_STUDY TEXT_.
****

AAJ: I know that you have a composition for alpenhorn [a long, wooden instrument with a conical bore used by mountain dwellers in Switzerland -Eds,] Do you ever play it?

DS: I myself tried to play the alpenhorn, but the result was meager, so I don't play it any longer! The main performer of that concerto is Arkady Shikloper of the Moscow Arts Trio, which is a famous Eastern European jazz band, and he has had huge successes everwhere he plays it, for example at the Crested Butte Festival in Colorado. It's sort of a hit, and we occasionally should do it in New York as well. The alpenhorn is technically a brass instrument. I wrote a lot of music for brass instruments, so many people think I know how to play them, but I don't.

AAJ: Your compositions for brass instruments are phenomenal. I especially like your bass trombone pieces, because I played the trombone when I was younger, and my teacher Alan Raph is one of the best bass trombonists, who played with Stokowski's American Symphony Orchestra and the Gerry Mulligan Big Band. So I really dig your Bass Trombone Concerto with bass trombonist Dave Taylor.

DS: I just completed some new recordings with Dave Taylor. It bridges the language of jazz and the language of chamber music.

Advice to Up and Coming Young Musicians

AAJ: One final question. You have an exceptionally multi-faceted career as a composer, performer, conductor, and producer in diverse genres of classical, jazz, and world music. I think that up and coming young musicians would love to have your advice and guidance about how to make a life in music work really well for them, creatively and personally.

****

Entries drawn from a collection

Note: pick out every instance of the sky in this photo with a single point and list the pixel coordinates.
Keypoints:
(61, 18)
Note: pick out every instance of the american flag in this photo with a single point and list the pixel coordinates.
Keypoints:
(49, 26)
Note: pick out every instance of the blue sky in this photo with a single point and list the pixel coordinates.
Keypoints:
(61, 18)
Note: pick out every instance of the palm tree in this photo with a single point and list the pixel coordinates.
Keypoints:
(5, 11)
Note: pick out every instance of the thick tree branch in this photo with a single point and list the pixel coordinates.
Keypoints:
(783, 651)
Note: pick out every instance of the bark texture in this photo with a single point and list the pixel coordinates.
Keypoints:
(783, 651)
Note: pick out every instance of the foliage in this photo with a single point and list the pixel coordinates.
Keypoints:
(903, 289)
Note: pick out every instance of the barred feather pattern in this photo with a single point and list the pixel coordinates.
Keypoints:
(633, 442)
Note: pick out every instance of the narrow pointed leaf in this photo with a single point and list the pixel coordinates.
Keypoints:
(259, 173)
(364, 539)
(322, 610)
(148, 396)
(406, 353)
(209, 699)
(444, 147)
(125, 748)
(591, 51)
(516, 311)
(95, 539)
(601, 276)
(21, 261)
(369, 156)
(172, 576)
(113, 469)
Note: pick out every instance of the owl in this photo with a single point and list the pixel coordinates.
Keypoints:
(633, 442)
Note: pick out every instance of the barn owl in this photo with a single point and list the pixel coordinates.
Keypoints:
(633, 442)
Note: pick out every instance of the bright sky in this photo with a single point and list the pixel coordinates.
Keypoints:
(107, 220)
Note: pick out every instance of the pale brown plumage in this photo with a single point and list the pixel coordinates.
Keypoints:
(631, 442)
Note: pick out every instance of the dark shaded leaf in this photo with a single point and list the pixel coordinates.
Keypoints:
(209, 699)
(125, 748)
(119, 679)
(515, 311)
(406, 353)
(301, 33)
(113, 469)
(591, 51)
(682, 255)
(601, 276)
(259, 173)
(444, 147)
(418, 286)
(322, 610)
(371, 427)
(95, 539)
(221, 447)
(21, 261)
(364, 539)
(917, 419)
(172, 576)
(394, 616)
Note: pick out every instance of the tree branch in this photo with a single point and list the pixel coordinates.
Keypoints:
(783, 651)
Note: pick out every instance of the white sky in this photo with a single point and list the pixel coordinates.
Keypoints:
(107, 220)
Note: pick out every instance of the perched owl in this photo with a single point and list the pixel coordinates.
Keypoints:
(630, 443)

****

_PROBLEMS AND TASKS_.
1. Please answer these questions using the interview:
(a) Who is the main performer of the alpenhorn concerto?
(b) Who taught the interviewer trombone?
(c) What does the new recording with Dave Taylor bridge, according to DS?
2. Write a continuation of the interview, starting from its final question.
These records come from a separate source.

_RESPONSES TO THE TASKS_.
1.
(a) Arkady Shikloper of the Moscow Arts Trio
(b) Alan Raph
(c) The language of jazz and the language of chamber music

2.
DS: It's very difficult to come up with a general recipe, because musical talents are so different. Some people with great creative ability are not necessarily especially gifted with a single instrument. Others are exceptional instrumentalists, but they don't have a lot of ideas. The beauty about jazz music is that there's a place for everybody, both for the virtuoso and also for the people with ideas. If you compare Miles Davis and Dizzy Gillespie, Dizzy could play a lot higher and faster than Miles, but Miles created his own unique style that was unbelievable. It didn't matter that he couldn't squeeze out the high notes like Dizzy. Miles made an artistic statement that was incredible. So my guidance to a young player is that he or she should educate him or herself as broadly as possible. Not only in music, but also reading books, reading about history, going to the museum -John Coltrane went to art museums a lot. Just build a very broad base of interests, and out of that, you will automatically create new stuff. Musically, you should study other types of music than your main interest. Charlie Parker studied Stravinsky's music. All the great musicians branched out, and so by looking at other things, they're widening their spectrum and became more creative and more unique.

My career today is very, very wide, from little jazz concerts in a club, up to chamber music concerts where I'm invited as composer-in-residence, playing with an orchestra or a string quartet, playing with a traditional Arab band in Lebanon, and writing a Charlie Parker opera! It's sort of like cooking. You can just make sunny-side up eggs, but if you have enough ingredients, you can cook something very special that is only served at your restaurant. Like Charlie Parker used different ingredients to create something really new and unique. But in order to do that, you have to be very broad in your knowledge and interests. Unfortunately, the academy as I see it tries to focus on a specialty, and then you don't see the whole picture. And then it becomes more difficult to develop your own language and your own career.

AAJ: Charlie Parker himself said, "if you haven't been through it, it won't come out of your horn." You have to experience life fully in order to bring your own personal creativity into the music.